• [PROVIDED PASSAGE]
################

To support the marchers, Tehranites used to gather on rooftops at dusk to cleverly shout Allahu Akbar (“God is great!”). They were smartly appropriating the religion that had been forced down their throats for three decades to express unanimous disapprobation. Marg Bar Dictator! (“Death to the Dictator!”) and a cacophony of other challenges to the regime proliferated. Directly referring to Hizbullah and Hamas, a sign said, “Gaza and Lebanon were not enough, now they found Yemen to send money too!” Iranians often complained that their tax money was used to fund Lebanon, Yemen, and other Shias.
I reported this brief uprising through the eyes of friends who were pounding Tehran’s streets. Long prison sentences awaited them, but at the time it seemed impossible. The protesters felt an impending victory. One of my friends was a forty-year-old poet called Arash who wrote to me sporadically from proxy servers. (The regime was trying, obviously, to control the web.)
The Iranian people are experiencing one of the widespread civil movements in modern history. Every day, near to the end of the protests, people get informed of the next move and the next venue for gathering. According to the word of mouth, which was the most reliable means of communication available, people were supposed to gather in Haft-Tir Square and march toward Valiasr Sq. at 5 p.m. Wednesday, June 17, 2009.
This was word-of-mouth-style insurgency.
At another time, Arash said, a young man had attached a piece of paper on his chest that read: “Shoot me in here.” In solidarity that year, Iranian Olympic athletes sported green arm-bands.
Arash said some of the more common placards included:
• “My green vote was not your black name!!”
• “Liar, where is your 63 percent?”
• “Ahmadinejad beware! We are a nation, not criminals.”
• “We want revolutionary people, we don’t want bystanders.”
• “Where is my vote?”
• “The song of those killed echoes in our souls.”

################

• [EXTRACTED INFORMATION]
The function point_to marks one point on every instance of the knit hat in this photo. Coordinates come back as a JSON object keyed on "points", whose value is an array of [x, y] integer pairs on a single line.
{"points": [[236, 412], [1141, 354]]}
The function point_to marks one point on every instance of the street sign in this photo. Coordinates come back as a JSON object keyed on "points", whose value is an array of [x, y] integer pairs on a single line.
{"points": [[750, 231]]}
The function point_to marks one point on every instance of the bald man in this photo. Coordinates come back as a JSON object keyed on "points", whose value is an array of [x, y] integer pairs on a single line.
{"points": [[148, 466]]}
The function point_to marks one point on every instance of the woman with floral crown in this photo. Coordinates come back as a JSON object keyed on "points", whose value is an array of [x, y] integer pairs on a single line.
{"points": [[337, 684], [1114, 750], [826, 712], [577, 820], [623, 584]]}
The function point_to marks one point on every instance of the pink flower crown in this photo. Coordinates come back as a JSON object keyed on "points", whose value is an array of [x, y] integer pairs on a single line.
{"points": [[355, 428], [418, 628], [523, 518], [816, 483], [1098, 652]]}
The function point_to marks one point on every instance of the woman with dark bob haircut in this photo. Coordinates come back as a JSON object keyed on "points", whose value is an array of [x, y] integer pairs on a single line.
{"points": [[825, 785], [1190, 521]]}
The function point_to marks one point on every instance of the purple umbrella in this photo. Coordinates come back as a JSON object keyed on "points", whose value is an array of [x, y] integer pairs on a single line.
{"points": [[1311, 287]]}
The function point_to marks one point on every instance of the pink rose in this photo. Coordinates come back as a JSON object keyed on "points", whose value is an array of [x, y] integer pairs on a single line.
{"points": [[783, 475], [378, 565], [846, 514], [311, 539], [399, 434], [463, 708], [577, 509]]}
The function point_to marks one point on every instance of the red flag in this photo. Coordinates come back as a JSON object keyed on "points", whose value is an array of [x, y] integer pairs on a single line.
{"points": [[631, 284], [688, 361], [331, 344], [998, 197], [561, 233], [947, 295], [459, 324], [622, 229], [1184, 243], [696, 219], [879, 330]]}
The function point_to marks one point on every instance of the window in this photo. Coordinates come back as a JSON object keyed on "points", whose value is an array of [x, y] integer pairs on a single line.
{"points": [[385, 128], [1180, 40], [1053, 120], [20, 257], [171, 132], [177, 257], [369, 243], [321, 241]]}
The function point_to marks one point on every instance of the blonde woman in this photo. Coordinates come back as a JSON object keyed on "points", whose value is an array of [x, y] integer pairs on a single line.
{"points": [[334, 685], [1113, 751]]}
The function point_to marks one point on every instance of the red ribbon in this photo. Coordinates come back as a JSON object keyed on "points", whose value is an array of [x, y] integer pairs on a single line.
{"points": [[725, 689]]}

################

• [AIM A]
Summarize the passage on the 2009 Tehran protests in two sentences.
• [AIM B]
Pick out each line of the records that contains the word "pink", treating uppercase and lowercase letters as different.
The passage and the records have nothing to do with each other.

• [EXPECTED OUTPUT A]
Tehran residents supported the marchers by shouting "Allahu Akbar" from rooftops at dusk, while slogans such as "Death to the Dictator!" and placards like "Where is my vote?" challenged the regime. The narrator reported the brief uprising through friends in the streets, among them a forty-year-old poet named Arash who wrote from proxy servers, and calls it a word-of-mouth-style insurgency in which people learned the next gathering place by word of mouth.

• [EXPECTED OUTPUT B]
The function point_to marks one point on every instance of the pink flower crown in this photo. Coordinates come back as a JSON object keyed on "points", whose value is an array of [x, y] integer pairs on a single line.
The function point_to marks one point on every instance of the pink rose in this photo. Coordinates come back as a JSON object keyed on "points", whose value is an array of [x, y] integer pairs on a single line.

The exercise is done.